# What is being asked
Update the lines starting with the one that contains "outline: curved tan bow limb" and going on through the end of the records, changing "whole pixels" to "integer pixels" and leaving everything else unchanged. Give back only those lines.

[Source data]
>>>>>
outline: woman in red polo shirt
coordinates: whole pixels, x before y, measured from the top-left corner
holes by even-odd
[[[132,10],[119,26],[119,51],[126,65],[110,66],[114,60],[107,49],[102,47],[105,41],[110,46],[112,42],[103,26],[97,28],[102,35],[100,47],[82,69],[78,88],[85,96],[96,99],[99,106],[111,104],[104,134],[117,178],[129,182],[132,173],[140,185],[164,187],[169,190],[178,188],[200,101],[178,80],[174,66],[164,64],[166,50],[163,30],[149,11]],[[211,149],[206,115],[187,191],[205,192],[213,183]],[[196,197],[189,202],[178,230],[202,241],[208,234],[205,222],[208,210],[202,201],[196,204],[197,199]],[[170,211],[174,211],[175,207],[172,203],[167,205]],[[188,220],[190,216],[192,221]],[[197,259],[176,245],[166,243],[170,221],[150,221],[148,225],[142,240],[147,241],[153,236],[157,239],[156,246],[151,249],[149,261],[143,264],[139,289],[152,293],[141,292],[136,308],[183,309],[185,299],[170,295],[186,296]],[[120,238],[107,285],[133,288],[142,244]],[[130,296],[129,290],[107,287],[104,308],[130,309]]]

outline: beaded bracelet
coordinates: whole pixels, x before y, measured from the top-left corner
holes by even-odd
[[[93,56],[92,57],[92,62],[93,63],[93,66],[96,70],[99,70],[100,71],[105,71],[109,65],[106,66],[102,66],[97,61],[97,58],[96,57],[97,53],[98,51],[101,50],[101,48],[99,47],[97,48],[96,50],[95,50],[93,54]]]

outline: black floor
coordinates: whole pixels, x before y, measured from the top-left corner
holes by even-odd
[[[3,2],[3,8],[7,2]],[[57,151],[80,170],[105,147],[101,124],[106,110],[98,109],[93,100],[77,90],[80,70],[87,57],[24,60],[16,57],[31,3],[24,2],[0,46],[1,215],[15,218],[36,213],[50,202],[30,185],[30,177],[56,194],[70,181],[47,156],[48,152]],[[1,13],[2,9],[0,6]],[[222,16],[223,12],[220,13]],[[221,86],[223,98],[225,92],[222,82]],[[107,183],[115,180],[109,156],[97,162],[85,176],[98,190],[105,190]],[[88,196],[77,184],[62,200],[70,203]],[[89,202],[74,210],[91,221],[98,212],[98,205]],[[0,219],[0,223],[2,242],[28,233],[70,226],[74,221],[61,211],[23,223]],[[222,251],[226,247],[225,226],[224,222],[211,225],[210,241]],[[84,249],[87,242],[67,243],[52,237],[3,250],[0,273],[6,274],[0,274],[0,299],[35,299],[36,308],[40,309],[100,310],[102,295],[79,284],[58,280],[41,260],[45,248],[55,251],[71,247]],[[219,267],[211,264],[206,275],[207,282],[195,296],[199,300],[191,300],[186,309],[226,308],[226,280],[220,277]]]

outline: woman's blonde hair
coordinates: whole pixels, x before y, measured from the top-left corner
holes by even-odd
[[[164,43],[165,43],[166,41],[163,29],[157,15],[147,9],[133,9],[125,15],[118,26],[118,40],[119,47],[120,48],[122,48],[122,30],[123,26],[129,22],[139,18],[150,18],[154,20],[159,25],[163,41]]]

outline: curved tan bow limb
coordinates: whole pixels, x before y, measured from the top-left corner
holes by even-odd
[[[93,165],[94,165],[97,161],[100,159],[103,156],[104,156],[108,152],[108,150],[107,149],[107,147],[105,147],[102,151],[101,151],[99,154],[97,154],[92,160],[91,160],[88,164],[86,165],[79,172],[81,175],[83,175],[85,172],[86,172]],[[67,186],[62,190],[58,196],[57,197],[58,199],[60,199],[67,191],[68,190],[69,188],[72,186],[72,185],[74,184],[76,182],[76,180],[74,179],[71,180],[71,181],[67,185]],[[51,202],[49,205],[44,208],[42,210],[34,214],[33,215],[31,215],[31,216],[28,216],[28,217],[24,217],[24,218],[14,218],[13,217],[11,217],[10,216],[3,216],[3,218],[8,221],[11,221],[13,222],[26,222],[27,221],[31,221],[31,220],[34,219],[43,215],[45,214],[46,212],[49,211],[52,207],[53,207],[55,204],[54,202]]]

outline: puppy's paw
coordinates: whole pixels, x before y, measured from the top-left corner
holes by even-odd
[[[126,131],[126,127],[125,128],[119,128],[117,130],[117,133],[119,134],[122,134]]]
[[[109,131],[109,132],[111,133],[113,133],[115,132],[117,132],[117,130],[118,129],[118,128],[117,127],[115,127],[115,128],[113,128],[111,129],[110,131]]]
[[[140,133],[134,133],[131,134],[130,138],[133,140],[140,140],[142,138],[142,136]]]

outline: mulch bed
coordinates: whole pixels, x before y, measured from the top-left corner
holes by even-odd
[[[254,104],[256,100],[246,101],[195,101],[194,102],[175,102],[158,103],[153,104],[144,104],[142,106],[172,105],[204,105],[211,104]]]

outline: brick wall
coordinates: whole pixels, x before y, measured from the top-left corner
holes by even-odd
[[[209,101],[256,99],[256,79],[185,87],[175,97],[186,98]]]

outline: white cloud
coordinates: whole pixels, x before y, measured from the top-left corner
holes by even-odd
<<<<<
# Output for this exercise
outline: curved tan bow limb
coordinates: integer pixels, x before y, measured from the top-left corner
holes by even-odd
[[[93,165],[94,165],[97,161],[100,159],[103,156],[104,156],[108,152],[108,150],[107,149],[107,147],[105,147],[102,151],[101,151],[99,154],[97,154],[92,160],[91,160],[88,164],[86,165],[79,172],[81,175],[83,175],[85,172],[86,172]],[[67,186],[62,190],[58,196],[57,197],[58,199],[60,199],[67,191],[68,190],[69,188],[72,186],[72,185],[74,184],[76,182],[76,180],[74,179],[71,180],[71,181],[67,185]],[[51,202],[49,205],[44,208],[42,210],[34,214],[33,215],[31,215],[31,216],[28,216],[28,217],[24,217],[24,218],[14,218],[13,217],[11,217],[10,216],[3,216],[3,218],[8,221],[11,221],[13,222],[26,222],[27,221],[31,221],[31,220],[34,219],[43,215],[45,214],[46,212],[49,211],[52,207],[53,207],[55,204],[54,202]]]

outline: puppy's paw
coordinates: integer pixels, x before y, measured from the top-left corner
holes by even-odd
[[[126,131],[126,127],[125,128],[119,128],[117,130],[117,133],[119,134],[122,134]]]
[[[109,131],[109,132],[111,133],[113,133],[115,132],[117,132],[117,130],[118,129],[118,128],[117,127],[115,127],[115,128],[113,128],[111,129],[110,131]]]
[[[140,133],[134,133],[131,134],[130,138],[133,140],[140,140],[142,138],[142,136]]]

outline: mulch bed
coordinates: integer pixels, x before y, measured from the top-left corner
holes by even-odd
[[[254,104],[256,100],[246,101],[195,101],[194,102],[175,102],[158,103],[153,104],[144,104],[142,106],[172,105],[204,105],[211,104]]]

outline: brick wall
coordinates: integer pixels, x before y, measured from the top-left corner
holes by even-odd
[[[209,101],[256,99],[256,79],[185,87],[175,97],[186,98]]]

outline: white cloud
coordinates: integer pixels, x before y, measured from the top-left corner
holes by even-odd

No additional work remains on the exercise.